Please reproduce every entry below without omitting a single line.

─── DATASET ENTRIES

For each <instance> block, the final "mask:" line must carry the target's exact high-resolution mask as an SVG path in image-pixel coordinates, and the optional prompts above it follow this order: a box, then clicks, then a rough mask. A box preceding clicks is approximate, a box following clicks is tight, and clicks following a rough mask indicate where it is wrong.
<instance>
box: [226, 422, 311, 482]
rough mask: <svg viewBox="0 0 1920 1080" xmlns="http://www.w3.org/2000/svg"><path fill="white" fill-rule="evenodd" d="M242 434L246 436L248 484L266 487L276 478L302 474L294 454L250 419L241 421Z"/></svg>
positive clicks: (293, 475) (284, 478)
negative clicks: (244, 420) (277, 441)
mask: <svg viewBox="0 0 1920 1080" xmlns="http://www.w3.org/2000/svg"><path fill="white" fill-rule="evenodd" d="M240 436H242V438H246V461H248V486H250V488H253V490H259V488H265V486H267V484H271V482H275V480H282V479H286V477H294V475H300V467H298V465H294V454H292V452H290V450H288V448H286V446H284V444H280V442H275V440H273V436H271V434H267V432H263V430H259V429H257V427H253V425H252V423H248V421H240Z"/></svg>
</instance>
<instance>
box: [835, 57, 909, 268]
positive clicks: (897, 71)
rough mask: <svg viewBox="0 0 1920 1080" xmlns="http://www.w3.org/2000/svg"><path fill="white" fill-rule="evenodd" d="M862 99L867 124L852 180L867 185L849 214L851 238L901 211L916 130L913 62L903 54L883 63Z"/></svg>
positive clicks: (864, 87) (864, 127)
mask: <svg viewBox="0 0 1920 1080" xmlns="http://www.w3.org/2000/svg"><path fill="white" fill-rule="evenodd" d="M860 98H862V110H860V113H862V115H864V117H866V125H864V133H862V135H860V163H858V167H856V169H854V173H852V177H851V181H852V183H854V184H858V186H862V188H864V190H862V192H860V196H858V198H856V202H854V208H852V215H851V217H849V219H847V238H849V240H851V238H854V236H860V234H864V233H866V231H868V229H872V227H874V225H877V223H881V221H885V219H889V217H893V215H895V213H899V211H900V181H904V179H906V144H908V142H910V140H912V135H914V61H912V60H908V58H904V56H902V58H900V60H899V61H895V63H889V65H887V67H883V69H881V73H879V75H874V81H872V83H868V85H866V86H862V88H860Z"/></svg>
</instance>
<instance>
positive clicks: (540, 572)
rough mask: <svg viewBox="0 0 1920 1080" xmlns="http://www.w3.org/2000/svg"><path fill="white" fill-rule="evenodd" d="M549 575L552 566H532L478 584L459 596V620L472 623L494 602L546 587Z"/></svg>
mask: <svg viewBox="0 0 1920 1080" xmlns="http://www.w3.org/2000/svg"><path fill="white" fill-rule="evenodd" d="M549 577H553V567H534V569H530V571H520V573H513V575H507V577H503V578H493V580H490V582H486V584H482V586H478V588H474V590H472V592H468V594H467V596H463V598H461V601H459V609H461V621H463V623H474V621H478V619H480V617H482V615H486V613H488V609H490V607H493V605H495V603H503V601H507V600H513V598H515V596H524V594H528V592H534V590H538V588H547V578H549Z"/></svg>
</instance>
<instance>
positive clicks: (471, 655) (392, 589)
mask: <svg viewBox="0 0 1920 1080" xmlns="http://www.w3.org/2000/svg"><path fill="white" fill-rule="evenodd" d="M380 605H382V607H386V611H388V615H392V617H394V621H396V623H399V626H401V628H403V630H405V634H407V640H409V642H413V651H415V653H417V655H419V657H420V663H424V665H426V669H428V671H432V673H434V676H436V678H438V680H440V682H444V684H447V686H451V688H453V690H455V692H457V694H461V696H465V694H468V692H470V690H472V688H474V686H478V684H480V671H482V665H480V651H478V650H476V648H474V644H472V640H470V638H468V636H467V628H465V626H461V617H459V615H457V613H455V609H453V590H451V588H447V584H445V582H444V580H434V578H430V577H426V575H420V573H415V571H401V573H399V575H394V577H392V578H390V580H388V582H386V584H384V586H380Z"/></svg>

──────

THE COMPLETED TASK>
For each <instance> block, the final "mask:" line must carry the target's exact high-resolution mask as an SVG path in image-pixel coordinates, and the optional prompts above it follow this order: a box, then clicks, then a rough mask. A box preceding clicks is approximate, a box following clicks is tight, and clicks following a rough mask indicate where it is wrong.
<instance>
box: [226, 422, 311, 482]
rough mask: <svg viewBox="0 0 1920 1080" xmlns="http://www.w3.org/2000/svg"><path fill="white" fill-rule="evenodd" d="M242 434L246 436L248 484L266 487L276 478L302 474L294 454L250 419L241 421Z"/></svg>
positive clicks: (293, 475) (284, 478)
negative clicks: (244, 420) (277, 441)
mask: <svg viewBox="0 0 1920 1080" xmlns="http://www.w3.org/2000/svg"><path fill="white" fill-rule="evenodd" d="M240 436H242V438H246V461H248V486H250V488H253V490H259V488H265V486H267V484H271V482H275V480H282V479H286V477H294V475H300V467H298V465H294V454H292V452H290V450H288V448H286V446H284V444H280V442H275V440H273V436H271V434H267V432H263V430H259V429H257V427H253V425H252V423H248V421H240Z"/></svg>
</instance>
<instance>
box: [835, 57, 909, 268]
positive clicks: (897, 71)
rough mask: <svg viewBox="0 0 1920 1080" xmlns="http://www.w3.org/2000/svg"><path fill="white" fill-rule="evenodd" d="M862 99L867 124L852 180L867 185L849 214L851 238L901 211L916 130L913 62L903 54L883 63Z"/></svg>
positive clicks: (864, 87) (864, 127)
mask: <svg viewBox="0 0 1920 1080" xmlns="http://www.w3.org/2000/svg"><path fill="white" fill-rule="evenodd" d="M860 98H862V110H860V113H862V115H864V117H866V125H864V133H862V135H860V163H858V167H856V169H854V173H852V177H851V181H852V183H854V184H858V186H862V188H864V190H862V192H860V196H858V198H856V202H854V208H852V215H851V217H849V219H847V238H849V240H851V238H854V236H860V234H864V233H866V231H868V229H872V227H874V225H877V223H881V221H885V219H889V217H893V215H895V213H899V211H900V181H904V179H906V144H908V142H910V140H912V135H914V61H912V60H908V58H904V56H902V58H900V60H899V61H895V63H889V65H887V67H883V69H881V73H879V75H874V81H872V83H868V85H866V86H862V88H860Z"/></svg>
</instance>
<instance>
positive clicks: (540, 572)
rough mask: <svg viewBox="0 0 1920 1080" xmlns="http://www.w3.org/2000/svg"><path fill="white" fill-rule="evenodd" d="M549 575L552 566H532L478 584L459 596V620L472 623L494 602L546 587Z"/></svg>
mask: <svg viewBox="0 0 1920 1080" xmlns="http://www.w3.org/2000/svg"><path fill="white" fill-rule="evenodd" d="M549 577H553V567H534V569H530V571H520V573H513V575H507V577H503V578H493V580H490V582H486V584H482V586H478V588H474V590H472V592H468V594H467V596H463V598H461V601H459V609H461V621H463V623H474V621H478V619H480V617H482V615H486V613H488V609H490V607H493V605H495V603H503V601H507V600H513V598H515V596H524V594H528V592H534V590H538V588H547V578H549Z"/></svg>
</instance>
<instance>
positive clicks: (471, 655) (392, 589)
mask: <svg viewBox="0 0 1920 1080" xmlns="http://www.w3.org/2000/svg"><path fill="white" fill-rule="evenodd" d="M380 605H382V607H386V611H388V615H392V617H394V621H396V623H399V626H401V628H403V630H405V634H407V640H409V642H413V651H415V653H417V655H419V657H420V663H424V665H426V669H428V671H432V673H434V676H436V678H438V680H440V682H444V684H447V686H451V688H453V690H455V692H457V694H461V696H465V694H468V692H470V690H472V688H474V686H478V684H480V671H482V665H480V651H478V650H476V648H474V644H472V640H470V638H468V636H467V628H465V626H461V617H459V615H457V613H455V609H453V590H451V588H447V584H445V582H444V580H434V578H430V577H426V575H420V573H415V571H401V573H399V575H394V577H392V578H390V580H388V582H386V584H384V586H380Z"/></svg>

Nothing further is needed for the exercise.